Document segment »
begin

# Frode Roe - Award Winning Aquarist



## Buck (Oct 13, 2002)

This guy does beautiful work... there are photos and tips on this site...I found this yesterday...

Frode Roe

Definately worth a look...


----------



## Tom713 (Sep 29, 2002)

I checked out your link and was blown away. That guy has some of the best looking tanks I have ever seen. I think I liked his first 140 gal tank the best. I thought my tanks looked pretty decent, but his tanks make mine look like crap. 

If you like that link, here is a another one I stumbled on awhile ago. Its not quite as good, but it has some great tanks too, along with some good information

AGA 2002


----------



## Buck (Oct 13, 2002)

When i found that site i said the same thing !! 

Thanks for that link... thats one I had not found , I love looking at tank photos , after all the hard work that is put into " gardening " a tank it is nice to share the look ! There are some very nice tanks in that site ( and lots of them ) 
It seems that most of the tanks that are outstanding to view have one thing in common... 
3 WPG *MINIMUM* ! ( more times then not 4 WPG )
Thats when things get tricky ... :hehe: I am still searching for the correct balance to get that effect without Algae trouble. Ferts , Ferts , Ferts (too much...not enough ) :fire:
My search continues ... 

Thanks again Tom... Happy Holidays...


----------



## CanadaChris (Dec 28, 2002)

OOOPS! I guess i was speachless after looking at those tanks!
As the crocodile hunter would say " aren't they georgeous"


----------

end

Collected material »
begin

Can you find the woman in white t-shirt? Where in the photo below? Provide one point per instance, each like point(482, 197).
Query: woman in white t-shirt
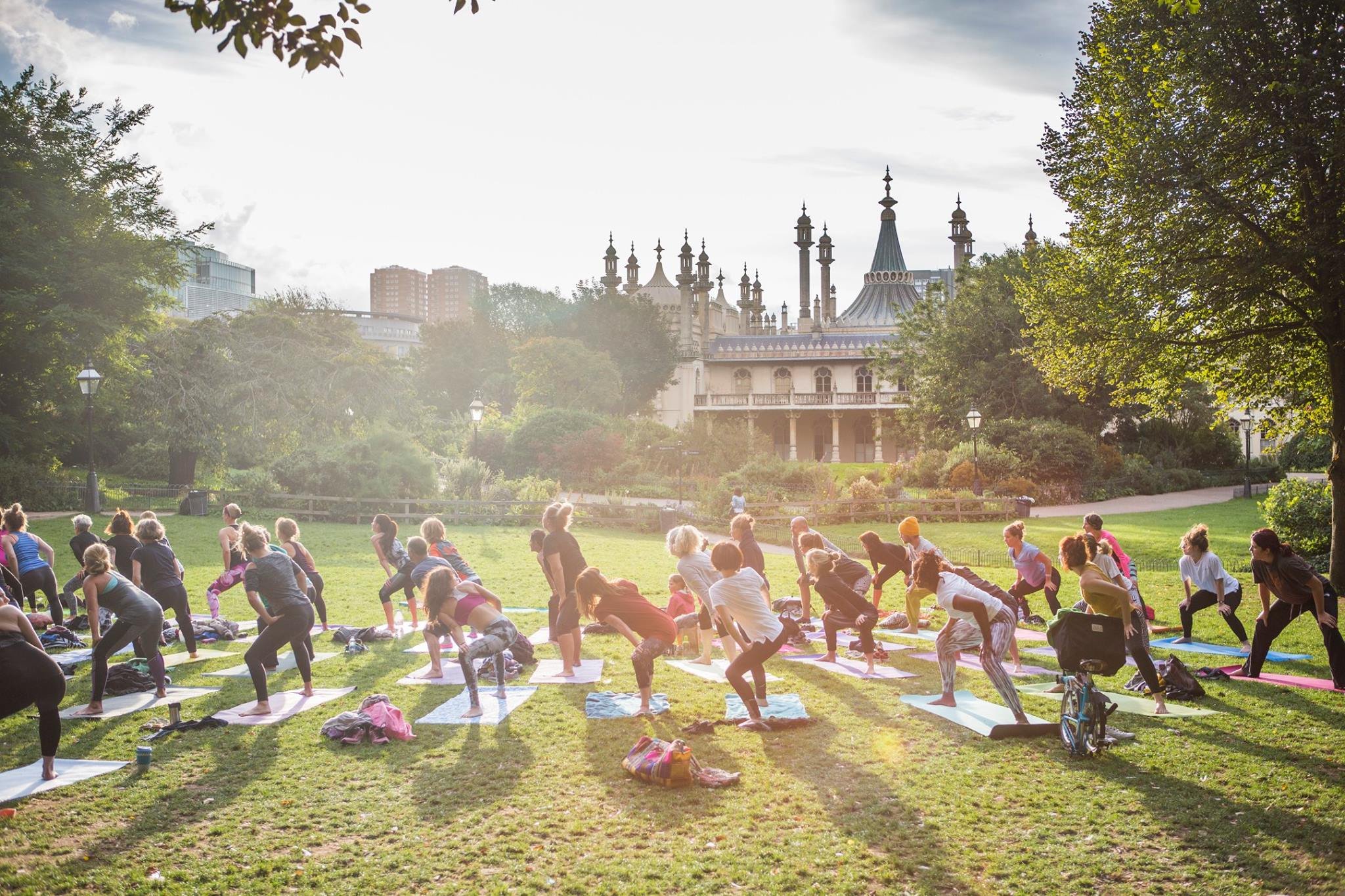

end

Exercise aim »
Decide whether each statement below agrees with the aquarium forum thread, and support each yes or no with the deciding words of the thread, quoted verbatim. 1. Tom713 liked the first 140 gal tank best. 2. Buck says the most outstanding tanks usually run at no more than 2 WPG. 3. Tom713 rates the second link he shares above the first one.

Finished task »
1. Yes: "I think I liked his first 140 gal tank the best."
2. No: "3 WPG *MINIMUM* ! ( more times then not 4 WPG )"
3. No: "Its not quite as good, but it has some great tanks too"